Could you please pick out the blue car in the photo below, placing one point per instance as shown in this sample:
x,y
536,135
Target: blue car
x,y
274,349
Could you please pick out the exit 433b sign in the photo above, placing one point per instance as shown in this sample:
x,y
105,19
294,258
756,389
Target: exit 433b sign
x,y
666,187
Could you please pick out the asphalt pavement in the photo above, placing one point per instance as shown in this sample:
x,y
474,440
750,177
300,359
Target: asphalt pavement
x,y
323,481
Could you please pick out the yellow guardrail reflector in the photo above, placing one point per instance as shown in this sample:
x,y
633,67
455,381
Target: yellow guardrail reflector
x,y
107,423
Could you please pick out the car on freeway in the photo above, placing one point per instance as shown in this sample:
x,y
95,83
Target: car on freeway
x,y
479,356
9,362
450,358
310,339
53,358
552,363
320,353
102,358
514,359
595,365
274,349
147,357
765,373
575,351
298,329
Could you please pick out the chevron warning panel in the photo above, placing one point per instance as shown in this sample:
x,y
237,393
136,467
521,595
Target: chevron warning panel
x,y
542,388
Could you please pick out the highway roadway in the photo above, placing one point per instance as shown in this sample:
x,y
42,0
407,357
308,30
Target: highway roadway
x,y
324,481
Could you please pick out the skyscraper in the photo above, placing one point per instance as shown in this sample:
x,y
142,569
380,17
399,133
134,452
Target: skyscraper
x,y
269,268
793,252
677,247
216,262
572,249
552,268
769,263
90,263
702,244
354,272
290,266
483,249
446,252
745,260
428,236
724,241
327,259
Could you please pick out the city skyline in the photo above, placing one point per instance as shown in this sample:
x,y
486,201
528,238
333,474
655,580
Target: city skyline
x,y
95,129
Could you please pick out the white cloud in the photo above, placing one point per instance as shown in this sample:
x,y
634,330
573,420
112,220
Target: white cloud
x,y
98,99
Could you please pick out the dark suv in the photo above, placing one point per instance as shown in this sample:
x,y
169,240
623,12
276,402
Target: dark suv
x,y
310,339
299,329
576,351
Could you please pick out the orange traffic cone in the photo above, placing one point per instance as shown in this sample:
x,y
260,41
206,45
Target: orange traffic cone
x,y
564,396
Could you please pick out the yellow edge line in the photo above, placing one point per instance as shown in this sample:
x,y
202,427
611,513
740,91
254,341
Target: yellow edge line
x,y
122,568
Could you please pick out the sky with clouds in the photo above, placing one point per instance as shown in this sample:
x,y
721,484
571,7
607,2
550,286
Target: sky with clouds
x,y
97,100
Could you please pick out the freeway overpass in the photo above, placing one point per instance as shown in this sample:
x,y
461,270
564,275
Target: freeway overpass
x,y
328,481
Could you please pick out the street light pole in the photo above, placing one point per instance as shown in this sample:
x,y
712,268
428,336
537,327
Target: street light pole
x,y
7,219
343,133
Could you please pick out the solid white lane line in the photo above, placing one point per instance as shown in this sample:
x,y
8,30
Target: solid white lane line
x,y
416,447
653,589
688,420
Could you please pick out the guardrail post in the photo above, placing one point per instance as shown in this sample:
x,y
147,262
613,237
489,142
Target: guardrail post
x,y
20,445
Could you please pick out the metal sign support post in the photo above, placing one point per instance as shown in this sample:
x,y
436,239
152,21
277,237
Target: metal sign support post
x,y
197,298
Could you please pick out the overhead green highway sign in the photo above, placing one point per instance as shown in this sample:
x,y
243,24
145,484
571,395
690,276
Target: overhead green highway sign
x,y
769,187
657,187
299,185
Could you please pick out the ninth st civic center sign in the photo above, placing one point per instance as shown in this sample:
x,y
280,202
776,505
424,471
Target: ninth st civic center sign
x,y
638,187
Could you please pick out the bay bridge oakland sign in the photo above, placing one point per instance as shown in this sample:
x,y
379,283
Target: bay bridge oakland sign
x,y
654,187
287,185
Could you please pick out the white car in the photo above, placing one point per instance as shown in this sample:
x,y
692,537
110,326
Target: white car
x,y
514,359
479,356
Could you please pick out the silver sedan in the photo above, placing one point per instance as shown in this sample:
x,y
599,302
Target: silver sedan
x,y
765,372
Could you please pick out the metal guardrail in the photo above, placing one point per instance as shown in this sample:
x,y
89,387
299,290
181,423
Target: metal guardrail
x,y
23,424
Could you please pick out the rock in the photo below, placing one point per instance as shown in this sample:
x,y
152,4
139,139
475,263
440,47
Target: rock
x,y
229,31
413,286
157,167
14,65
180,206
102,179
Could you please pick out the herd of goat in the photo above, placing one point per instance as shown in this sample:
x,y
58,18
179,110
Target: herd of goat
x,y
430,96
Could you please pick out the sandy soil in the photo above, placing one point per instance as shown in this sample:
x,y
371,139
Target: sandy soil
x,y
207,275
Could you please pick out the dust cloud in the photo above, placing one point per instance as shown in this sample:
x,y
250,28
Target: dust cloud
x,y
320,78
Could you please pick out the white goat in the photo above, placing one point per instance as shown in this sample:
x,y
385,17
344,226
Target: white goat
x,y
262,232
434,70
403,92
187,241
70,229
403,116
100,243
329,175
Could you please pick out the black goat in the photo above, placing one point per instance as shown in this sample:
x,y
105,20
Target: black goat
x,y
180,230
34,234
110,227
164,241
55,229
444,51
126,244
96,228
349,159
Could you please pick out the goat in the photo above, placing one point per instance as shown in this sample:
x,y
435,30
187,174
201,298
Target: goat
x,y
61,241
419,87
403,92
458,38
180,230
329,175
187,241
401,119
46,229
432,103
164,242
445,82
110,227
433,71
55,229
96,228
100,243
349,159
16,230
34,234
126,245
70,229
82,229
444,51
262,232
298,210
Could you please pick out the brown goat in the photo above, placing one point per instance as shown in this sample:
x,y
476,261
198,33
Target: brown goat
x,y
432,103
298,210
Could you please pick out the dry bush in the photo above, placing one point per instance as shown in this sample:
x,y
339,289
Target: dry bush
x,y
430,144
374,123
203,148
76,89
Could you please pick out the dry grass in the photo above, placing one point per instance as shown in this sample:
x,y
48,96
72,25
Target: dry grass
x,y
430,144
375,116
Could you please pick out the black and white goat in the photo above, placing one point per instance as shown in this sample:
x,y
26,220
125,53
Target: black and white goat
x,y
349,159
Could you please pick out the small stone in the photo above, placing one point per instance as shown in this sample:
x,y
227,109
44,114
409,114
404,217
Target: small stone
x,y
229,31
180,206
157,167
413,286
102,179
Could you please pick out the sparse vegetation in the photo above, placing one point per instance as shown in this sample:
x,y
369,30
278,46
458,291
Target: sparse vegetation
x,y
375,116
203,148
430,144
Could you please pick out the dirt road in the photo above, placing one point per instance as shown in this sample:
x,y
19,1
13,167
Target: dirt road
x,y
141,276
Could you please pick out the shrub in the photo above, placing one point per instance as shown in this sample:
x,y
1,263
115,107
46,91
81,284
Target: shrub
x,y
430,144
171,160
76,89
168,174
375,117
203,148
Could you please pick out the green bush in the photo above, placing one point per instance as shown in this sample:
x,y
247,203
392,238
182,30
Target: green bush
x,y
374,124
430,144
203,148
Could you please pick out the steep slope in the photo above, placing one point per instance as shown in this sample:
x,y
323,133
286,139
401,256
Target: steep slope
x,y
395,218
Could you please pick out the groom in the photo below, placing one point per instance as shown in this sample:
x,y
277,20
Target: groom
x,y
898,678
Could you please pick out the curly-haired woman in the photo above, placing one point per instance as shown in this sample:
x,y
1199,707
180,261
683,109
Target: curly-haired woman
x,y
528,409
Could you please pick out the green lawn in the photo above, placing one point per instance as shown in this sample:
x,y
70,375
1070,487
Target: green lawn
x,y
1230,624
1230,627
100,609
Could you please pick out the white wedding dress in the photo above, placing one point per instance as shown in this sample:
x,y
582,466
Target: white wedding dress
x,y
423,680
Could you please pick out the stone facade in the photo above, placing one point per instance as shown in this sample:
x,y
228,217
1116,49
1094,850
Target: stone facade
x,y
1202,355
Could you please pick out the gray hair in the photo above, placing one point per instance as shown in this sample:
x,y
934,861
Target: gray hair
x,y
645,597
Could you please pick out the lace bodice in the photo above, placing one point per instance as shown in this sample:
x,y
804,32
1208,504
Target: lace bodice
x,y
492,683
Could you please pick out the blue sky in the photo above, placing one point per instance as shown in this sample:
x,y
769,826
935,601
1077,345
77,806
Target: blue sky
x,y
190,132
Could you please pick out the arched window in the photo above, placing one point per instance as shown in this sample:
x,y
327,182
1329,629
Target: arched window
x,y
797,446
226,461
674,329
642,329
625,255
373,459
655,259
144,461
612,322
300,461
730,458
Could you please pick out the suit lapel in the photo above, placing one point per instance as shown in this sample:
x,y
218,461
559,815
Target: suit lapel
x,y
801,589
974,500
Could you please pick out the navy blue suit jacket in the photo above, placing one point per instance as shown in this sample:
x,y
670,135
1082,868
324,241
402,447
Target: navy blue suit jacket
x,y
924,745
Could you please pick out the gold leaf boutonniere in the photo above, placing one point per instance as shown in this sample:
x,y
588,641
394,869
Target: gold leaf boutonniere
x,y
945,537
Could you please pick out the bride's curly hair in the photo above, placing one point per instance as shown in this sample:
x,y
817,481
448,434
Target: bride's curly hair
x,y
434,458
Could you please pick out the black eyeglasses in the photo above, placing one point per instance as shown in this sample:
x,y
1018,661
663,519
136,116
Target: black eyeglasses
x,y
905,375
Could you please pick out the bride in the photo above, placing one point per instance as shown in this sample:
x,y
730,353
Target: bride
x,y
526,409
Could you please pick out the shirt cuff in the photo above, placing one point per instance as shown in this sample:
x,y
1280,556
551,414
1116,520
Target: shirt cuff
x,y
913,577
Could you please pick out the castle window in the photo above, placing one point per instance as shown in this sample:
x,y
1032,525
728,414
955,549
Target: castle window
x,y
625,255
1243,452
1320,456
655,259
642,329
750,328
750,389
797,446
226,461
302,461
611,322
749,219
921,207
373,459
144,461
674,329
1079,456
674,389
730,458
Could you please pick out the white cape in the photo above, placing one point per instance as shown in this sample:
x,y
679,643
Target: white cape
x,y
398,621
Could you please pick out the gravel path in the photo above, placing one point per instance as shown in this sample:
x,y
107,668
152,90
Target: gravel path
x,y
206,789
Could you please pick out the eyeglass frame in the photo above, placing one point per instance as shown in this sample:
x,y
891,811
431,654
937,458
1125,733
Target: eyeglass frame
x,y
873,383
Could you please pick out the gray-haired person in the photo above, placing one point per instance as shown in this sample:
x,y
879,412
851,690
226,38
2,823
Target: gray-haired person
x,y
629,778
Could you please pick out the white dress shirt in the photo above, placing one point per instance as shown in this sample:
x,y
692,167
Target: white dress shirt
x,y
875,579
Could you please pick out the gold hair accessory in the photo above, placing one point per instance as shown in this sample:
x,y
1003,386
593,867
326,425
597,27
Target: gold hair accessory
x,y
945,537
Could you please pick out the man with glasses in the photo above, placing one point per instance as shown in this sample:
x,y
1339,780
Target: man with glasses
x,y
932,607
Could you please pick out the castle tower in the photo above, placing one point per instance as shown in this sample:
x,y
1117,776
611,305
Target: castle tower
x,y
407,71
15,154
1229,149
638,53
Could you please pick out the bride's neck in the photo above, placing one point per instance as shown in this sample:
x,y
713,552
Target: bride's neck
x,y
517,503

★ ★ ★ ★ ★

Directions - Print only the lines from the one with "Could you please pick out the gravel" to the end of the records, both included.

Worked answer -
Could you please pick out the gravel path in the photo above, placing one point per instance as shown in this sample:
x,y
107,668
152,90
Target: gravel path
x,y
206,789
Could you please pick out the eyeglass frame in the photo above, placing one point per instance as shown in this sample:
x,y
891,811
431,654
937,458
1125,733
Target: eyeglass frame
x,y
873,383
Could you please pick out the gray-haired person in the photo above, placing one point per instance as shown in this sample:
x,y
879,412
851,690
226,38
2,823
Target: gray-haired person
x,y
629,778
Could you please pick out the white dress shirt in the photo above, placing one point per instance as shown in this sample:
x,y
692,167
Target: white dress shirt
x,y
875,579
Could you please pick out the gold hair accessory in the photo above, placing one point per instance as shown in this sample:
x,y
1003,386
593,867
326,425
597,27
Target: gold hair accessory
x,y
945,537
Could you please pick out the man with glasses in the photo above, placing one point per instance as shown in this sample:
x,y
1339,780
Target: man with glasses
x,y
932,607
Could you please pick out the castle tower in the photo above, placing one point per instance as shown in this sample:
x,y
1117,776
611,305
Target: castle tower
x,y
407,71
15,154
1229,149
638,53
Could you please pick out the bride's neck in the photo above, placing one point per instance as shown in this sample:
x,y
713,552
Target: bride's neck
x,y
517,503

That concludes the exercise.